■ What is being asked ■
Reproduce the records verbatim, starting at the line that contains "Objective — a point for each instance of the chocolate dipped" and continuing through the end of the records.

■ Data shown ■
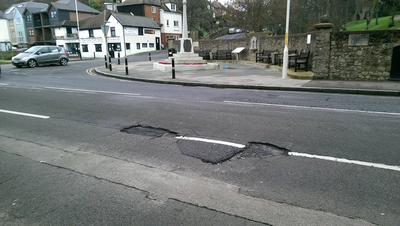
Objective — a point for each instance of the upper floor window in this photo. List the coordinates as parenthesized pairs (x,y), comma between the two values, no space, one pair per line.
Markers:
(53,14)
(113,32)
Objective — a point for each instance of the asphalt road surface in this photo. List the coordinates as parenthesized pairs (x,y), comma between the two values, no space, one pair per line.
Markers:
(79,149)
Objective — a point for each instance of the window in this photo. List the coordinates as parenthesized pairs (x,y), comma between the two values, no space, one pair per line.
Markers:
(84,48)
(112,31)
(53,14)
(98,47)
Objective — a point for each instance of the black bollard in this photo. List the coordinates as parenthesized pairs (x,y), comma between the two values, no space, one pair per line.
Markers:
(126,66)
(109,57)
(173,67)
(105,59)
(119,62)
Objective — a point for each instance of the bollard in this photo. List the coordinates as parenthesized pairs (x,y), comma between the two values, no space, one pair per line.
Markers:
(173,67)
(126,66)
(105,59)
(119,62)
(109,62)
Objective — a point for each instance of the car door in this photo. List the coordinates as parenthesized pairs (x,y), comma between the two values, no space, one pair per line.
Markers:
(55,54)
(43,55)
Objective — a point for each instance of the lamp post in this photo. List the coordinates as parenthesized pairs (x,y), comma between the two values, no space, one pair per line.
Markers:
(286,50)
(77,23)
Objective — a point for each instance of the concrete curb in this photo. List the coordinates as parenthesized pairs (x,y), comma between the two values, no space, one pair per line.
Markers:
(281,88)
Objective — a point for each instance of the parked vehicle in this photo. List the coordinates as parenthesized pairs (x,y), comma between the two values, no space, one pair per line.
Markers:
(41,55)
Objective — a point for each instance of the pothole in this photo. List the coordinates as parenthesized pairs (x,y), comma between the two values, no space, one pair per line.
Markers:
(262,150)
(148,131)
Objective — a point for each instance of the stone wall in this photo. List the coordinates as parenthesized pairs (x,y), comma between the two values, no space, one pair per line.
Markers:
(296,41)
(363,55)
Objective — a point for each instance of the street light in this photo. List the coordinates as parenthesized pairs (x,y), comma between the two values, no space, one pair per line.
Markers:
(286,50)
(77,23)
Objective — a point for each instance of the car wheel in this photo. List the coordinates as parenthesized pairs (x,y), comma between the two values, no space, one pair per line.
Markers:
(32,63)
(63,62)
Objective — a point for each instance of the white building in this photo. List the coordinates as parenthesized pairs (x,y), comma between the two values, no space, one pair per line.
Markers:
(140,34)
(171,22)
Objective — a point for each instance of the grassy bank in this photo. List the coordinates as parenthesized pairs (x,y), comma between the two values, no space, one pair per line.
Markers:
(383,24)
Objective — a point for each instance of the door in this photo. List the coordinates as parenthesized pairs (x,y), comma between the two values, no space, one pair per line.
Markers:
(157,43)
(395,70)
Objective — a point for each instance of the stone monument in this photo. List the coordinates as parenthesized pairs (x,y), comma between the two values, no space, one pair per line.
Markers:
(185,59)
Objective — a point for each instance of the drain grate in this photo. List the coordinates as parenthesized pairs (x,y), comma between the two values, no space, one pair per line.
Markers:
(262,150)
(148,131)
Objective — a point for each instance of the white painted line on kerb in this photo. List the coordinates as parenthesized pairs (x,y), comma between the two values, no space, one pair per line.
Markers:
(212,141)
(24,114)
(92,91)
(361,163)
(317,108)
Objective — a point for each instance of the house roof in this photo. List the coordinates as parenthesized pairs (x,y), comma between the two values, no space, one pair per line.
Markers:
(21,7)
(125,19)
(69,5)
(138,2)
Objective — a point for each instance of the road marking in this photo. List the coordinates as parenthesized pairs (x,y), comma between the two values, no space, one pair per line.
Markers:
(92,91)
(297,154)
(342,160)
(212,141)
(24,114)
(314,108)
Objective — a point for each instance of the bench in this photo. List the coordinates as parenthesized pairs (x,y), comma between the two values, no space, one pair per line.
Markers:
(302,59)
(279,57)
(265,54)
(222,54)
(203,53)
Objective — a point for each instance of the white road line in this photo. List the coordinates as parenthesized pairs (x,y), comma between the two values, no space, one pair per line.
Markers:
(92,91)
(212,141)
(317,108)
(304,155)
(361,163)
(24,114)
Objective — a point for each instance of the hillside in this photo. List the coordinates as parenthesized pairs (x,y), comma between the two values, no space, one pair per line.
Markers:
(383,24)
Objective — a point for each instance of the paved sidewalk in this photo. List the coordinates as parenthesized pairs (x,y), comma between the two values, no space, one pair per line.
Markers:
(249,75)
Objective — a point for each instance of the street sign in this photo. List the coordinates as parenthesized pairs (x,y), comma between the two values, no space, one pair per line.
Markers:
(105,28)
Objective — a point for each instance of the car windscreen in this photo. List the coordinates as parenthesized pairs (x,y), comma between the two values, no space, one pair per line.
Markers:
(32,49)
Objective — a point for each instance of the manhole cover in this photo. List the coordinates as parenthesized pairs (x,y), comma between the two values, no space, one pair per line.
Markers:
(148,131)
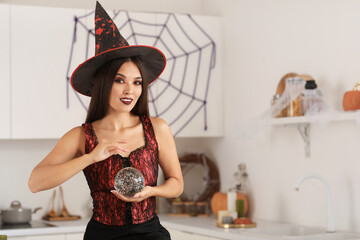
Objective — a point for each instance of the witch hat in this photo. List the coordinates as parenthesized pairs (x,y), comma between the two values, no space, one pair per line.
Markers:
(110,45)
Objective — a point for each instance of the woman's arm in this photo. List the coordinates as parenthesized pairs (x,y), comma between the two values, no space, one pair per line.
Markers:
(68,158)
(169,163)
(168,160)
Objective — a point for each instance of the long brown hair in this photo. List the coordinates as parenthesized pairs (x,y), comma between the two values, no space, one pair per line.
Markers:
(104,80)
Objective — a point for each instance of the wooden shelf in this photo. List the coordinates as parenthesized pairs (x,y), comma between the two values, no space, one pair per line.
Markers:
(338,116)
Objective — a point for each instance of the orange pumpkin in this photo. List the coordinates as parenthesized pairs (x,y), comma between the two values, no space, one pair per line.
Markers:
(219,202)
(351,99)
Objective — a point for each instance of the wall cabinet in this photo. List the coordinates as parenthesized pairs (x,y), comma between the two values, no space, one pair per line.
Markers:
(5,125)
(68,236)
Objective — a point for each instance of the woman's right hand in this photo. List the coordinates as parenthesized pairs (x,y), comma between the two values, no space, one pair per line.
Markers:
(106,148)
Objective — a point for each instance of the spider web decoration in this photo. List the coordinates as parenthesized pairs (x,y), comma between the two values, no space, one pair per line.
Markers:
(181,91)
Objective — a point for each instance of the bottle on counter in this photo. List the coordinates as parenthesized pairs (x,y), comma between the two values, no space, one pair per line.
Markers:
(240,191)
(312,98)
(294,88)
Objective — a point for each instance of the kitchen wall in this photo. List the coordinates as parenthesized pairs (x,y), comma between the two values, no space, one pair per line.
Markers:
(263,40)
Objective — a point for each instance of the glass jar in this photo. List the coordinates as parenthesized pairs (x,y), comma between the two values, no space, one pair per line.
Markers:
(294,88)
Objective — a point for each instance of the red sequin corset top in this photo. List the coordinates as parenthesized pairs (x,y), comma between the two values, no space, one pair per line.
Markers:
(107,208)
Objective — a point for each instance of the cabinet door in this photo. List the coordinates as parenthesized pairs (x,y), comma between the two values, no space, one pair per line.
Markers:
(5,71)
(43,103)
(46,237)
(74,236)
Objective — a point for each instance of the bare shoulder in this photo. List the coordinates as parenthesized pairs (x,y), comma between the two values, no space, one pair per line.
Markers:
(160,125)
(73,139)
(75,133)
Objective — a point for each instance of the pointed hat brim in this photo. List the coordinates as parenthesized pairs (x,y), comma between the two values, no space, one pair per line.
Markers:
(153,60)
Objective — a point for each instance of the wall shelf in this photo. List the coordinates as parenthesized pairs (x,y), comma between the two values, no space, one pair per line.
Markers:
(303,124)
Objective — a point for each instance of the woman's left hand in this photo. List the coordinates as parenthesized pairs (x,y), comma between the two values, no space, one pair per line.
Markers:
(138,197)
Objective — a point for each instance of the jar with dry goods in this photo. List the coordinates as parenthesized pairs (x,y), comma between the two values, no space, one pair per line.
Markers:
(294,88)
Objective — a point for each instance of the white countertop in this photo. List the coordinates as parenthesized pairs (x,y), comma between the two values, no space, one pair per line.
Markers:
(264,230)
(61,227)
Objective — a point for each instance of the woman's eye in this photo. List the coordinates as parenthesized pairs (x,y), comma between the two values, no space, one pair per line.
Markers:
(119,80)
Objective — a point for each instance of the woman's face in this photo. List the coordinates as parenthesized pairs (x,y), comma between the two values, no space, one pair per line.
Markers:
(126,89)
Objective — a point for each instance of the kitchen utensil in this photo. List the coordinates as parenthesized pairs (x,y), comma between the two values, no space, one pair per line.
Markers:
(17,214)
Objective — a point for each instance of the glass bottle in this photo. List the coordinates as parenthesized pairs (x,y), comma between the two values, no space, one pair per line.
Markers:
(294,88)
(312,99)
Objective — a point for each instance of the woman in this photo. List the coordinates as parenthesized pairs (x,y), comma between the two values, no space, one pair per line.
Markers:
(118,133)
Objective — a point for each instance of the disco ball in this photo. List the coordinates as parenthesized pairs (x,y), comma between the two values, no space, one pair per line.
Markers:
(129,181)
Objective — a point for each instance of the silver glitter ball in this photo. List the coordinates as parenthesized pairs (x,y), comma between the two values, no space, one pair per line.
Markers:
(129,181)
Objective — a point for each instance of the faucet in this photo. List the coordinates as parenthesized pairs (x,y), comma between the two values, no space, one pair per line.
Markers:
(330,228)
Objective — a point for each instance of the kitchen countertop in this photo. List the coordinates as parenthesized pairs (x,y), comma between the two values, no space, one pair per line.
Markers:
(61,227)
(265,230)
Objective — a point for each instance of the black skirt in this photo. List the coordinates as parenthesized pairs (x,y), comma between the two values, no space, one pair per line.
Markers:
(150,230)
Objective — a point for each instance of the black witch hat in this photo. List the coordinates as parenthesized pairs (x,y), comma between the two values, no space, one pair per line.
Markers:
(111,45)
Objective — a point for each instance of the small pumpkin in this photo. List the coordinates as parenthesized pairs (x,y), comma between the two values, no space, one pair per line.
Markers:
(351,99)
(219,202)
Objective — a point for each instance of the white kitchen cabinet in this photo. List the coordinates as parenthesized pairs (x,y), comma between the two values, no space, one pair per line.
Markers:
(40,237)
(181,235)
(74,236)
(43,103)
(5,119)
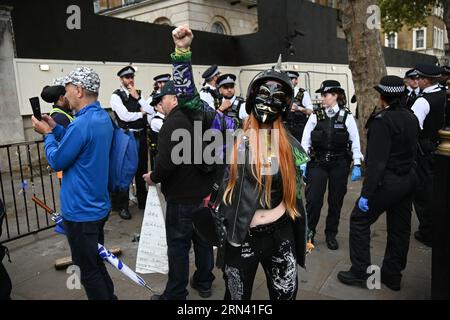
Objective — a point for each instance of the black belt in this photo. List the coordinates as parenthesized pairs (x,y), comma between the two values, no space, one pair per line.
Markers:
(269,228)
(329,156)
(138,134)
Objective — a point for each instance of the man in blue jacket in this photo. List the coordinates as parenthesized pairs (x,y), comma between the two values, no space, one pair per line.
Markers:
(81,151)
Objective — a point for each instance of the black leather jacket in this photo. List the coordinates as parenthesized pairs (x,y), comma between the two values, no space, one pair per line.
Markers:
(233,221)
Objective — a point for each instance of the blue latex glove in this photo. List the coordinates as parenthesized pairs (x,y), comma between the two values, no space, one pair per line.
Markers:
(303,168)
(356,173)
(363,204)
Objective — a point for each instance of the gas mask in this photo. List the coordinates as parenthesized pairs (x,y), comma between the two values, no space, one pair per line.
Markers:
(271,100)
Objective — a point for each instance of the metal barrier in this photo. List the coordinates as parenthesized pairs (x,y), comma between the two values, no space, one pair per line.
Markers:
(24,173)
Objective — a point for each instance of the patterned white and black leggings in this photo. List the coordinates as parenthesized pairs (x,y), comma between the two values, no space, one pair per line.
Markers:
(271,245)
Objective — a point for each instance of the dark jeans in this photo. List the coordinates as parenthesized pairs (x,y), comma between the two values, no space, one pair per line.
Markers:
(83,240)
(5,280)
(180,234)
(141,189)
(335,173)
(119,200)
(423,195)
(275,250)
(394,197)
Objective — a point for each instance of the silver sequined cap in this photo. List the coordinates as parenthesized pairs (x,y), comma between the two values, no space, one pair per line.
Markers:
(84,77)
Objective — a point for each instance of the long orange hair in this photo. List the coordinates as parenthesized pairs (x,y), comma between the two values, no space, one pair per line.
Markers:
(285,162)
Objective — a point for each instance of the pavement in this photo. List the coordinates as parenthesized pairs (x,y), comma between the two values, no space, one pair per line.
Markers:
(35,278)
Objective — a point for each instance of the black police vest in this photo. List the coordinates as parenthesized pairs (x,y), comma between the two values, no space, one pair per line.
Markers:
(331,135)
(154,136)
(403,125)
(434,121)
(214,93)
(132,105)
(296,118)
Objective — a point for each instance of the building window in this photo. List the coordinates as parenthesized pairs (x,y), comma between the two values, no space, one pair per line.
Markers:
(332,3)
(163,20)
(217,27)
(419,38)
(438,38)
(391,41)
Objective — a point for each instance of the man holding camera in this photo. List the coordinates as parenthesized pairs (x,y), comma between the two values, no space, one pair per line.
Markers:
(82,152)
(232,106)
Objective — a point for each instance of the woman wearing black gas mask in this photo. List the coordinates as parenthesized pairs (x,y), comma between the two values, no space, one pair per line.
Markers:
(260,214)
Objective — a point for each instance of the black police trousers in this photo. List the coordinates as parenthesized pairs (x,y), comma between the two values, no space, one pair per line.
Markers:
(272,245)
(423,195)
(5,280)
(119,200)
(318,174)
(394,197)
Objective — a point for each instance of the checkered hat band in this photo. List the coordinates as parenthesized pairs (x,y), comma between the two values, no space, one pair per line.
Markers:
(329,88)
(392,89)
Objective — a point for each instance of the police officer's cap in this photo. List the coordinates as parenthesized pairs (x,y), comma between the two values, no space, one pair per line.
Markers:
(162,77)
(426,70)
(293,74)
(411,74)
(128,70)
(156,99)
(330,86)
(210,72)
(168,89)
(391,86)
(225,79)
(446,71)
(51,94)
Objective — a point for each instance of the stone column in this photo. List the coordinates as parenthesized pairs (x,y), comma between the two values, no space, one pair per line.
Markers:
(11,124)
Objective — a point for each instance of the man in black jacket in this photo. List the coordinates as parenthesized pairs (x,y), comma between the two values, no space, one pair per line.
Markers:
(429,108)
(388,186)
(183,183)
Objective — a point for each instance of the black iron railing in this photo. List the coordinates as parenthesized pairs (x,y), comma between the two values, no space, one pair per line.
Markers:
(25,173)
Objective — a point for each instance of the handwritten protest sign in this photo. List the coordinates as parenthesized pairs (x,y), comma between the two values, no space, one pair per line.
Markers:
(152,250)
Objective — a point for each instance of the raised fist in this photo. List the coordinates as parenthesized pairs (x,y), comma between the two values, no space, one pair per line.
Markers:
(182,37)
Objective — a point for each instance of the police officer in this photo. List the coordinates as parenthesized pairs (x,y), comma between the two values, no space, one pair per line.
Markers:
(430,110)
(232,106)
(388,187)
(445,86)
(159,82)
(155,126)
(332,140)
(412,84)
(302,107)
(130,109)
(61,112)
(209,92)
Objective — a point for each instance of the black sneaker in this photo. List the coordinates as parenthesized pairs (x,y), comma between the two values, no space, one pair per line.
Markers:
(201,292)
(332,243)
(392,283)
(125,214)
(352,279)
(422,239)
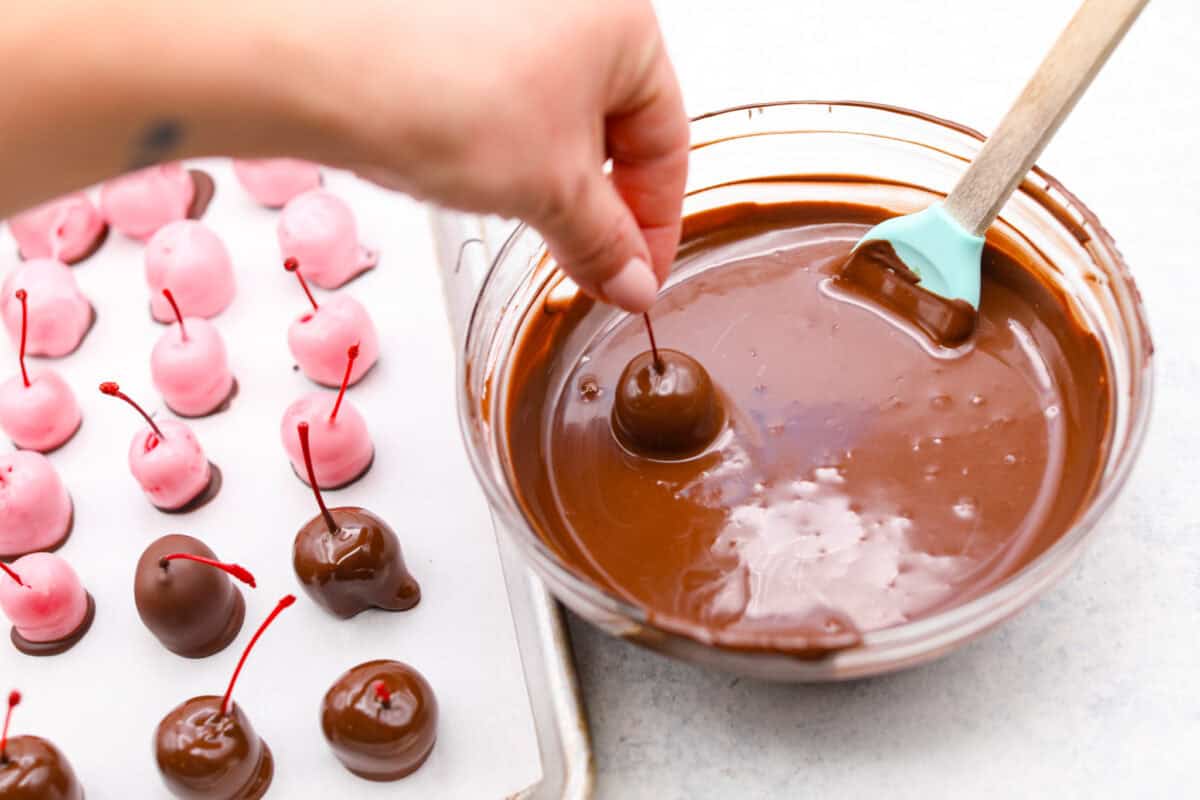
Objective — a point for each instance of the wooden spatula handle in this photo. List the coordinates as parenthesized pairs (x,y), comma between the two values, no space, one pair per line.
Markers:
(1083,48)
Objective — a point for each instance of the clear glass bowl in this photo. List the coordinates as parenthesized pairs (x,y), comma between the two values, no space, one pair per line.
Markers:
(816,139)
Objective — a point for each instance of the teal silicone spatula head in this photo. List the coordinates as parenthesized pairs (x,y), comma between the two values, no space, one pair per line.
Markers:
(942,254)
(942,245)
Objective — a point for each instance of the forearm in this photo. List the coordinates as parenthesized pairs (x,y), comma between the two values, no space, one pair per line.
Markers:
(106,88)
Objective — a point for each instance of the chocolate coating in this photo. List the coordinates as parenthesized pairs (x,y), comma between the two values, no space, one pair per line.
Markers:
(204,755)
(359,567)
(865,477)
(192,608)
(377,740)
(34,769)
(670,409)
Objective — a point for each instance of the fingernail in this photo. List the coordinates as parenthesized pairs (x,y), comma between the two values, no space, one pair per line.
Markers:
(634,288)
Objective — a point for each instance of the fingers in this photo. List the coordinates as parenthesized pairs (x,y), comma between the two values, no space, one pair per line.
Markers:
(648,144)
(597,241)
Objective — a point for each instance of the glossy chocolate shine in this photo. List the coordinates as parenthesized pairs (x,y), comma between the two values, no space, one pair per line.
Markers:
(204,755)
(192,608)
(375,738)
(355,567)
(865,477)
(34,769)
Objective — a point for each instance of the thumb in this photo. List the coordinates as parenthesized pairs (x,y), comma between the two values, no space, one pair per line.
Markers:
(597,241)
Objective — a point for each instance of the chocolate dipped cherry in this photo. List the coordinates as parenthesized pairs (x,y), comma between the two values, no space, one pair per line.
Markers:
(67,229)
(666,405)
(190,366)
(341,445)
(205,747)
(168,462)
(54,316)
(348,559)
(274,181)
(37,408)
(35,509)
(318,338)
(191,260)
(142,202)
(381,719)
(318,229)
(186,599)
(31,768)
(48,607)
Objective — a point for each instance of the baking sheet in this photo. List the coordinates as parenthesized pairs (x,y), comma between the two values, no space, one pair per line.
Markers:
(100,703)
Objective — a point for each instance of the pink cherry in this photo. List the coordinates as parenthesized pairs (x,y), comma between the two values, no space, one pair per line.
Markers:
(138,204)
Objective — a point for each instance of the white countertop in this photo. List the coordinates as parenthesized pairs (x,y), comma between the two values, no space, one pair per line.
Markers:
(1095,690)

■ Answer to the task ■
Objective — a point for each instance of the chocolate dipped cherry in this photo. List the coordinates as parenthesized pairs (x,y), comma between the two values, no space, one pair per line.
Markers:
(67,229)
(666,405)
(190,366)
(341,445)
(205,747)
(168,462)
(54,316)
(348,559)
(274,181)
(37,408)
(35,509)
(318,338)
(191,260)
(142,202)
(381,719)
(318,229)
(186,599)
(31,768)
(48,607)
Objective — a point for each instance of the baking sheet in this photo. List the coordinates as parenthesized pairs (x,y), comma between the two values, no space, one pair per line.
Markers:
(100,703)
Objective — a point for each instance of the pink cherry in this photo. List the coordinates as parenthesized pairs (x,y), comma between the two values, no space, one pair per line.
Markers:
(138,204)
Objective — a point for each instance of the white countertop in this photo. List the coordinates as parenthesized pairs (x,y), comma between the two values, no space, one pair per line.
Markers:
(1095,690)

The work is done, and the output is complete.